__What needs to be done__
Copy out the data word for word, from the line that contains "Practice step: locate the carved" through the line that contains "x=28, y=189", including both of those lines and nothing else.

__Provided information__
#####
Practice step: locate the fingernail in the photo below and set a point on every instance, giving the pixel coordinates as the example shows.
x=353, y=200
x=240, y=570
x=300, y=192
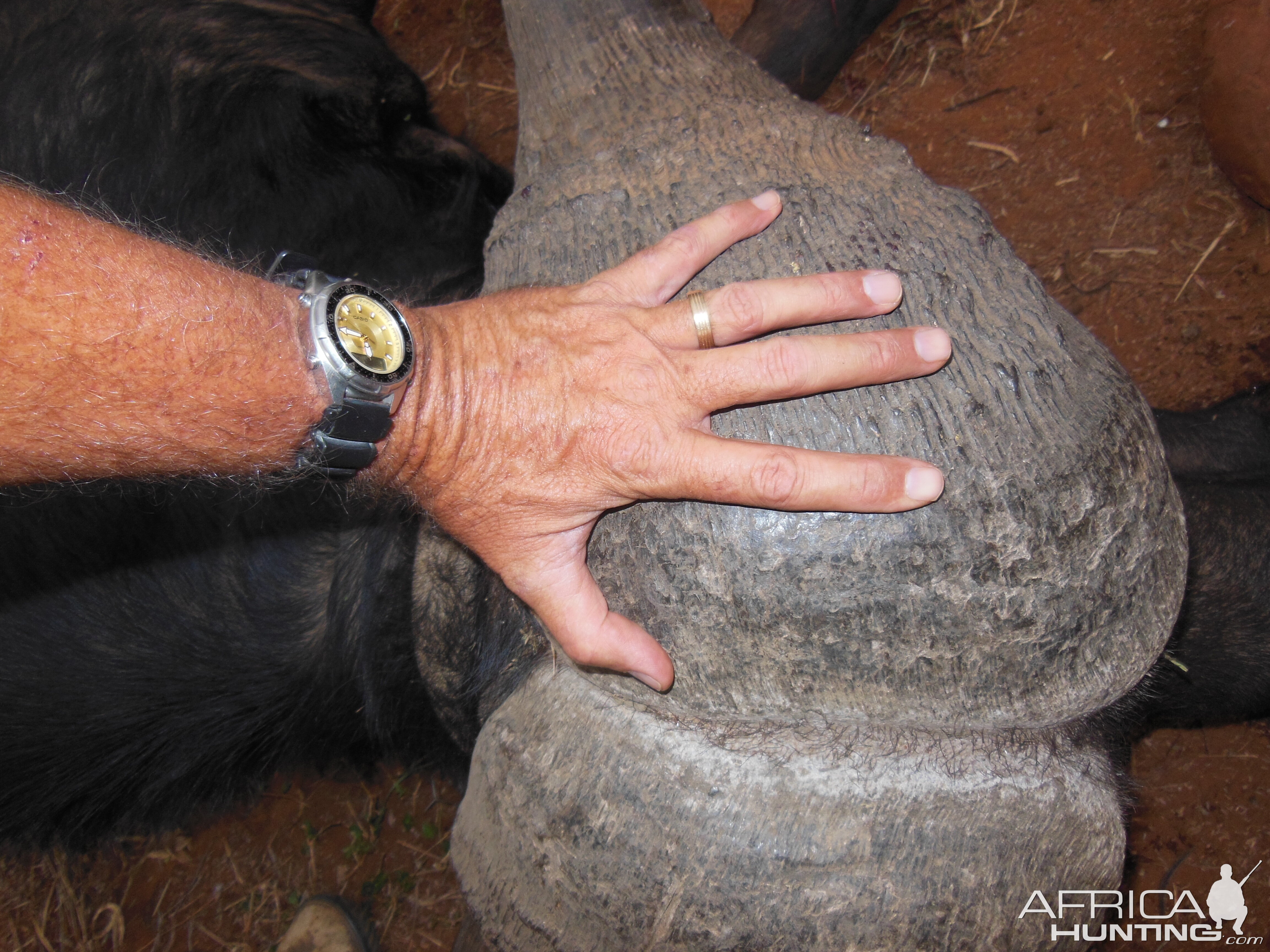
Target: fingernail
#####
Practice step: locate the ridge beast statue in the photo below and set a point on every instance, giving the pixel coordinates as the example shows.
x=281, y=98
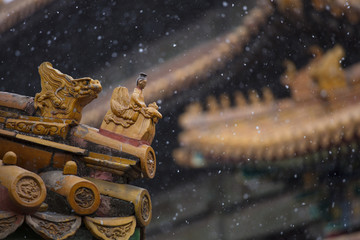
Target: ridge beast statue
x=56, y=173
#####
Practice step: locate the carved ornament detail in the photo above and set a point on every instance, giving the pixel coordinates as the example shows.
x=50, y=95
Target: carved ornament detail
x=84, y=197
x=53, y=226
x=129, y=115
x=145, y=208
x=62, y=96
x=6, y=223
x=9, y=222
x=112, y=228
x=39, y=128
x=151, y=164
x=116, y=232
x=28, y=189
#####
__Task result__
Practice step: locate the carved ornament detail in the photo above and set a point on every instance, giving the pixel coordinates as the example shows.
x=50, y=95
Target: carved ornament detail
x=84, y=197
x=53, y=226
x=129, y=115
x=145, y=208
x=62, y=96
x=6, y=223
x=9, y=222
x=112, y=228
x=39, y=128
x=151, y=164
x=116, y=232
x=28, y=189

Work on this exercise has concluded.